- _DATA LINES_
"""

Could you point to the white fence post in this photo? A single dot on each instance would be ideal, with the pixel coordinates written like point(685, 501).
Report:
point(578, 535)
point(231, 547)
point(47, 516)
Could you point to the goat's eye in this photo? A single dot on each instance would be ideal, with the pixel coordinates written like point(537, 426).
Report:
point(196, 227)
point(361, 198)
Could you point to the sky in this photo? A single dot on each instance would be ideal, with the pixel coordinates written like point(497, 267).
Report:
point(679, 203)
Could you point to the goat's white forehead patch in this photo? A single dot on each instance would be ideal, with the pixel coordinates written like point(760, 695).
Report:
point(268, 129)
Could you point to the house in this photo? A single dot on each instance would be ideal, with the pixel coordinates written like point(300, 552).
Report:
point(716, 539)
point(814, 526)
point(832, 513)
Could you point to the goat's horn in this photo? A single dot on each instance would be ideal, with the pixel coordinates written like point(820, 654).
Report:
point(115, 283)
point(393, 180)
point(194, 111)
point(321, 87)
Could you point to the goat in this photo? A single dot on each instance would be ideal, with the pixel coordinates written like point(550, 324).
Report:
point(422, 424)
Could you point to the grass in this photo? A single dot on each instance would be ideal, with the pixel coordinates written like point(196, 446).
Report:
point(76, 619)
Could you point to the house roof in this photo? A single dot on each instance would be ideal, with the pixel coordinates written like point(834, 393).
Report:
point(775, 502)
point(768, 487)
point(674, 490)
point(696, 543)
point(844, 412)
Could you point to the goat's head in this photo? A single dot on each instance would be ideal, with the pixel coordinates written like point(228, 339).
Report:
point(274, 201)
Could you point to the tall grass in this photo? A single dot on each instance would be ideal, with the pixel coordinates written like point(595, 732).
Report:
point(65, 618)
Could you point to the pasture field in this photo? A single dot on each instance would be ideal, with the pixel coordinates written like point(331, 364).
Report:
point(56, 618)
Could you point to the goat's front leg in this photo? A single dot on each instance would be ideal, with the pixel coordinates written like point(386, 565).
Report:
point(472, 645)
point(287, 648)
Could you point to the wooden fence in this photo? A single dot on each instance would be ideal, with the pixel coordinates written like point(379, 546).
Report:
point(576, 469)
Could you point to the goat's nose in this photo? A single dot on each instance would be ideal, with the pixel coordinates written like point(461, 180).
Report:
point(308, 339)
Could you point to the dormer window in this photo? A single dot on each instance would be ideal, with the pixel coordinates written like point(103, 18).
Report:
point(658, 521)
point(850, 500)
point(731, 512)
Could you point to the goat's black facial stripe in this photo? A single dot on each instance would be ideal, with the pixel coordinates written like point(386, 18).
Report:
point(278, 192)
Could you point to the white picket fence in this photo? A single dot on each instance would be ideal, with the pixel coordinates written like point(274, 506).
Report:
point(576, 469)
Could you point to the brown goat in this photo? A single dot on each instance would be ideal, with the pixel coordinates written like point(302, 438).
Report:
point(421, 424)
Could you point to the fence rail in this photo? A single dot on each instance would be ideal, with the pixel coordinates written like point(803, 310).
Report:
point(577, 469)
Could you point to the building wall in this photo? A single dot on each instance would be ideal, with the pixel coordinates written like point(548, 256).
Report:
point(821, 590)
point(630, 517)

"""

- _REQUIREMENTS_
Arrange the rows above, from the first line through the line containing "point(321, 87)", as a numbered list with blank lines omitted.

- _WRITTEN REPLY_
1. Could you point to the white fence post in this photo? A single dot on each instance would be ideal, with the pixel coordinates written like point(685, 501).
2. Report:
3. point(578, 535)
4. point(231, 547)
5. point(47, 516)
6. Could you point to the goat's eye in this photo? A single dot on each instance would be ideal, with the pixel coordinates written like point(537, 426).
7. Report:
8. point(196, 227)
9. point(361, 198)
10. Could you point to the sky in this photo? A single dot on each instance would be ideal, with the pixel coordinates written like point(497, 267).
11. Report:
12. point(679, 203)
13. Could you point to the goat's white forehead patch in this photo? A single dot on each instance would be ideal, with the pixel coordinates written like point(760, 695).
14. Report:
15. point(268, 129)
16. Could you point to the house in this photo? A single dot on each instance would be ideal, with the pixel coordinates written like point(300, 552).
17. Report:
18. point(716, 539)
19. point(814, 526)
20. point(832, 513)
21. Could you point to the goat's horn in this photo? A single dot on each instance would be ideal, with the pixel coordinates written like point(820, 654).
22. Report:
23. point(115, 283)
24. point(393, 180)
25. point(194, 111)
26. point(321, 87)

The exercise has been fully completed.